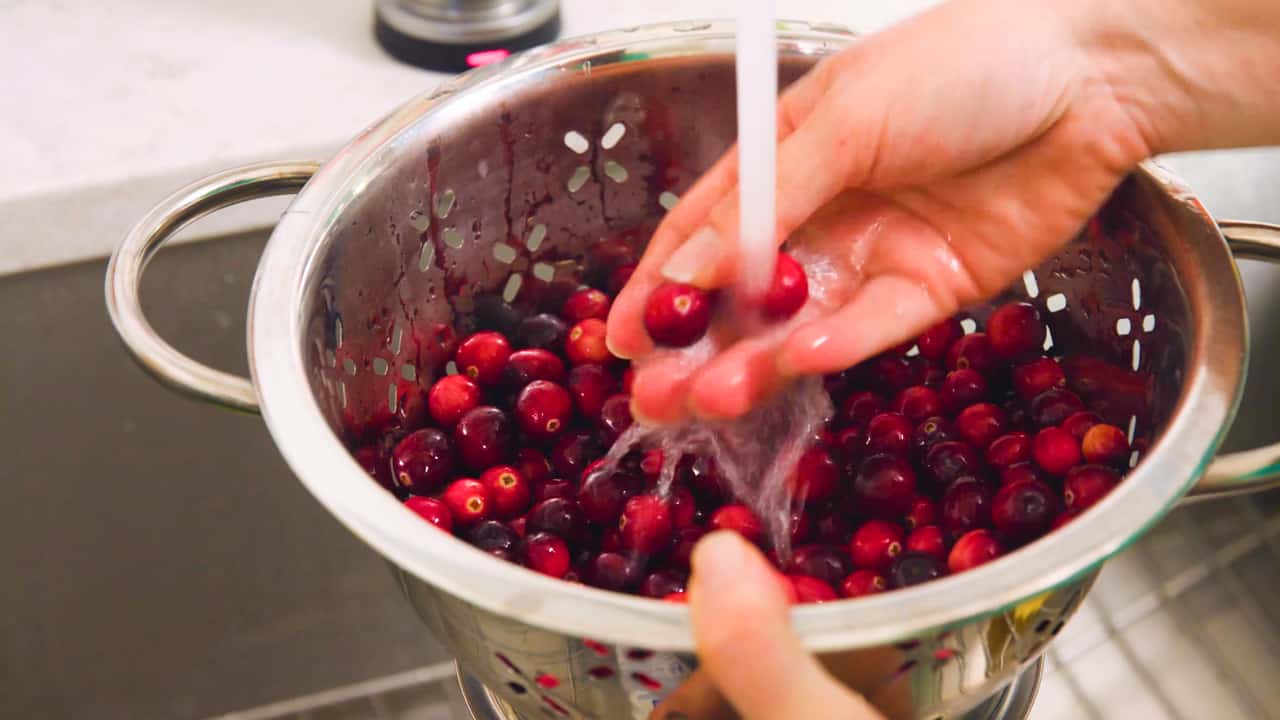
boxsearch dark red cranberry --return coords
[952,402,1006,450]
[1030,388,1084,428]
[849,520,904,571]
[987,302,1044,360]
[521,533,572,578]
[1012,357,1066,401]
[938,368,987,413]
[392,428,453,495]
[644,283,712,347]
[942,478,991,537]
[404,497,453,533]
[453,405,511,471]
[561,287,611,323]
[564,318,613,365]
[453,331,511,386]
[618,495,672,555]
[1062,465,1120,512]
[852,455,915,520]
[440,478,493,528]
[760,252,809,320]
[1032,428,1083,475]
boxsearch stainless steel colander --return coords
[106,22,1280,719]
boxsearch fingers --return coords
[690,532,881,720]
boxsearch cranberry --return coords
[1012,357,1066,400]
[453,331,511,386]
[849,520,902,571]
[561,287,609,323]
[440,478,493,528]
[1080,423,1129,465]
[453,405,511,471]
[404,497,453,533]
[644,283,712,347]
[618,495,672,555]
[904,525,947,560]
[762,252,809,320]
[991,479,1059,542]
[564,318,613,365]
[942,478,991,537]
[1030,388,1084,428]
[709,505,764,544]
[940,368,987,413]
[521,533,571,578]
[568,363,618,420]
[987,302,1044,359]
[1032,428,1082,475]
[1062,465,1120,512]
[852,455,915,519]
[947,530,1005,573]
[392,428,453,495]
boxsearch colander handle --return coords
[106,163,320,413]
[1187,220,1280,500]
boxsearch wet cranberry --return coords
[1012,357,1066,400]
[561,287,611,323]
[987,302,1044,360]
[618,495,672,555]
[852,455,915,520]
[947,530,1005,573]
[1062,465,1120,512]
[453,331,511,386]
[849,520,902,571]
[644,283,712,347]
[440,478,493,528]
[453,405,511,471]
[392,428,453,495]
[564,318,613,365]
[404,497,453,533]
[938,368,987,413]
[1032,428,1083,475]
[1080,423,1129,465]
[760,252,809,320]
[709,505,764,544]
[521,533,571,578]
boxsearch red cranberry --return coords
[521,533,571,578]
[618,495,672,555]
[453,405,511,471]
[904,525,947,560]
[480,465,532,520]
[852,455,915,519]
[849,520,902,571]
[392,428,453,495]
[440,478,493,528]
[1014,357,1066,400]
[644,283,712,347]
[561,287,611,323]
[709,505,764,544]
[762,252,809,320]
[453,332,511,386]
[564,318,613,365]
[942,478,991,537]
[940,368,987,413]
[987,302,1044,359]
[1032,428,1082,475]
[947,530,1005,573]
[1062,465,1120,512]
[404,497,453,533]
[1080,423,1129,465]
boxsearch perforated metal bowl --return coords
[108,22,1280,717]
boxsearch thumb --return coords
[690,532,882,720]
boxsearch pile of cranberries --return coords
[355,254,1130,602]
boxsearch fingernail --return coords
[662,227,721,283]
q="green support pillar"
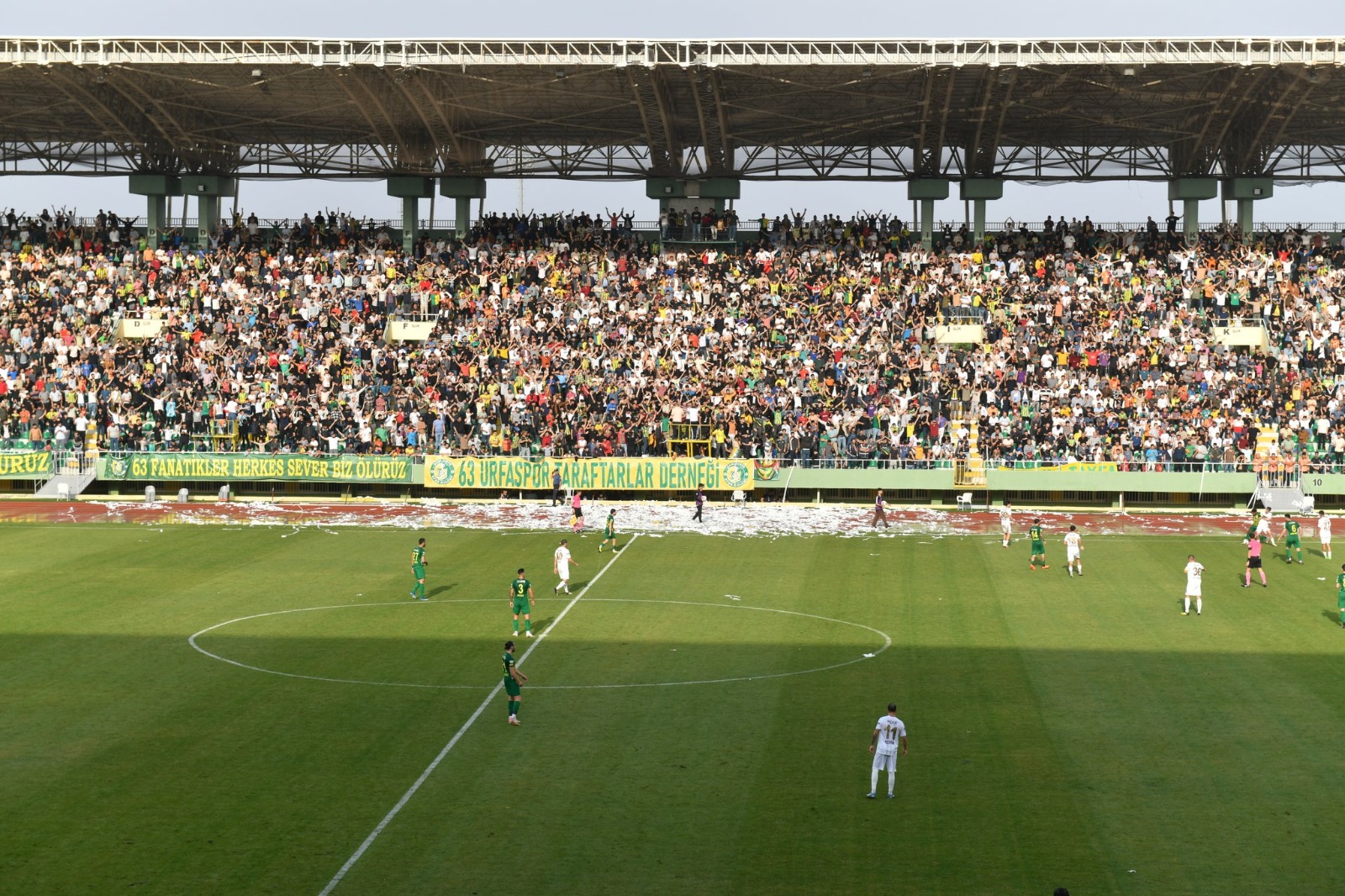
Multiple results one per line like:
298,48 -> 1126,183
1224,177 -> 1275,242
453,197 -> 472,240
145,195 -> 168,249
920,199 -> 933,249
1181,199 -> 1200,246
388,175 -> 435,255
182,175 -> 238,249
197,195 -> 219,249
130,173 -> 182,248
1168,177 -> 1219,246
906,177 -> 950,249
402,197 -> 419,255
439,177 -> 486,240
957,177 -> 1005,246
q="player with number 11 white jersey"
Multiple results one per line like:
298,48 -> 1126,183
1065,526 -> 1084,578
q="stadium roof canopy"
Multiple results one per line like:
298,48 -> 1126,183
0,38 -> 1345,182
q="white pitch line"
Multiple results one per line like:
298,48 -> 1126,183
318,533 -> 641,896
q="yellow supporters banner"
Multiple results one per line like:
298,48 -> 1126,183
1034,460 -> 1116,472
425,455 -> 753,491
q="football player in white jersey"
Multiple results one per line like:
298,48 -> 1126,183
1256,514 -> 1275,545
868,704 -> 906,799
1065,526 -> 1084,578
551,538 -> 578,594
1181,554 -> 1205,616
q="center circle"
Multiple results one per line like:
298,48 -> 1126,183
187,598 -> 892,690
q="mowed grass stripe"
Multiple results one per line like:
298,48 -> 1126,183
0,526 -> 1345,896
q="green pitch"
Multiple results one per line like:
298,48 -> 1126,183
0,524 -> 1345,896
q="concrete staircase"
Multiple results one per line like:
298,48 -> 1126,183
36,451 -> 98,500
948,416 -> 986,488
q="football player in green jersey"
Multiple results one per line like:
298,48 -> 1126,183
597,510 -> 616,554
1027,519 -> 1051,569
1284,514 -> 1303,567
1336,565 -> 1345,628
509,569 -> 534,638
412,538 -> 429,600
504,637 -> 527,725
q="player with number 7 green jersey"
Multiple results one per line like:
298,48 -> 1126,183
1027,519 -> 1051,569
1336,567 -> 1345,628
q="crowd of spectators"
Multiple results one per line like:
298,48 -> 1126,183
0,198 -> 1345,470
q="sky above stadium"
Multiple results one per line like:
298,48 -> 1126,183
8,0 -> 1345,229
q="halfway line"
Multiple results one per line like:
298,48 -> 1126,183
318,533 -> 641,896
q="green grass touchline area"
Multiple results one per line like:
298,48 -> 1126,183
0,524 -> 1345,896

★ ★ ★

* [TASK TO CARRY OUT]:
Quote every entry above word for word, but leave the pictures out of your answer.

* [PROBLEM SOLUTION]:
boxsearch dark red cranberry --return coords
[952,402,1006,450]
[1030,388,1084,428]
[849,520,904,571]
[987,302,1044,360]
[521,533,572,578]
[1012,357,1066,401]
[938,368,987,413]
[392,428,453,495]
[644,283,712,347]
[942,478,991,537]
[404,497,453,533]
[453,405,511,471]
[561,287,611,323]
[564,318,613,365]
[453,331,511,386]
[618,495,672,555]
[1062,465,1120,512]
[852,455,915,520]
[440,478,493,528]
[760,252,809,320]
[1032,428,1083,475]
boxsearch stainless steel colander --return coords
[106,22,1280,719]
boxsearch fingers --return coords
[690,532,881,720]
boxsearch cranberry --return coords
[1012,357,1066,400]
[453,331,511,386]
[849,520,902,571]
[561,287,609,323]
[440,478,493,528]
[1080,423,1129,465]
[453,405,511,471]
[404,497,453,533]
[644,283,712,347]
[618,495,672,555]
[904,525,947,560]
[762,252,809,320]
[991,479,1059,542]
[564,318,613,365]
[942,478,991,537]
[1030,388,1084,428]
[709,505,764,544]
[940,368,987,413]
[521,533,571,578]
[568,363,618,420]
[987,302,1044,359]
[1032,428,1082,475]
[1062,465,1120,512]
[852,455,915,519]
[947,530,1005,573]
[392,428,453,495]
boxsearch colander handle --return coords
[106,163,320,413]
[1187,220,1280,500]
boxsearch wet cranberry --return coords
[1012,357,1066,400]
[561,287,611,323]
[987,302,1044,360]
[618,495,672,555]
[852,455,915,520]
[947,530,1005,573]
[1062,465,1120,512]
[453,331,511,386]
[849,520,902,571]
[644,283,712,347]
[440,478,493,528]
[453,405,511,471]
[392,428,453,495]
[564,318,613,365]
[404,497,453,533]
[938,368,987,413]
[1032,428,1083,475]
[1080,423,1129,465]
[760,252,809,320]
[709,505,764,544]
[521,533,571,578]
boxsearch red cranberry --return coords
[521,533,571,578]
[618,495,672,555]
[453,405,511,471]
[904,525,947,560]
[480,465,532,520]
[852,455,915,519]
[849,520,902,571]
[392,428,453,495]
[440,478,493,528]
[1014,357,1066,400]
[644,283,712,347]
[561,287,611,323]
[709,505,764,544]
[762,252,809,320]
[453,332,511,386]
[564,318,613,365]
[942,478,991,537]
[940,368,987,413]
[987,302,1044,359]
[1032,428,1082,475]
[947,530,1005,573]
[1062,465,1120,512]
[404,497,453,533]
[1080,423,1129,465]
boxsearch perforated metal bowl --return coords
[108,22,1280,717]
boxsearch thumb --return coords
[690,532,882,720]
boxsearch pile of cranberries --return coords
[355,254,1130,602]
boxsearch fingernail --return coords
[662,227,721,283]
q="green support pillar"
Multiple results one per line like:
298,48 -> 1126,183
1224,177 -> 1275,242
453,197 -> 472,240
145,195 -> 168,249
920,199 -> 933,249
1181,199 -> 1200,246
388,175 -> 435,255
182,175 -> 238,249
197,195 -> 219,249
130,173 -> 182,248
1168,177 -> 1219,246
906,177 -> 950,249
402,197 -> 419,255
439,177 -> 486,240
957,177 -> 1005,246
q="player with number 11 white jersey"
Multiple results one per line like:
298,48 -> 1126,183
1065,526 -> 1084,578
q="stadium roof canopy"
Multiple results one per line like:
298,48 -> 1126,183
0,38 -> 1345,182
q="white pitch line"
Multiple results one per line like:
298,48 -> 1126,183
318,533 -> 641,896
q="yellow supporters banner"
Multiple results one per line like:
298,48 -> 1126,183
1034,460 -> 1116,472
425,455 -> 753,491
q="football player in white jersey"
Multiple results one per line like:
298,48 -> 1126,183
1256,514 -> 1275,545
868,704 -> 906,799
1065,526 -> 1084,578
551,538 -> 578,594
1181,554 -> 1205,616
q="center circle"
Multiple results one per line like:
298,48 -> 1126,183
187,598 -> 892,690
q="mowed grass stripe"
Multiple results one per line like:
298,48 -> 1126,183
0,526 -> 1345,896
q="green pitch"
Multiple results one per line like:
298,48 -> 1126,183
0,524 -> 1345,896
q="concrete staircase"
Multiple results one per line like:
298,48 -> 1126,183
36,451 -> 98,500
948,416 -> 986,488
q="football player in green jersey"
Multiple results one per line like:
298,48 -> 1126,183
597,510 -> 616,554
1027,519 -> 1051,569
1284,514 -> 1303,567
1336,565 -> 1345,628
509,569 -> 534,638
412,538 -> 429,600
504,637 -> 527,725
q="player with number 7 green jersey"
Multiple results one per line like:
298,48 -> 1126,183
1027,519 -> 1051,569
1336,567 -> 1345,628
q="crowd of spectators"
Multiple results one per line like:
298,48 -> 1126,183
0,198 -> 1345,470
q="sky above stadium"
Multiple results one per line like:
298,48 -> 1126,183
8,0 -> 1345,229
q="halfway line"
Multiple results one per line like:
298,48 -> 1126,183
318,533 -> 641,896
q="green grass touchline area"
Multiple results one per line like:
298,48 -> 1126,183
0,524 -> 1345,896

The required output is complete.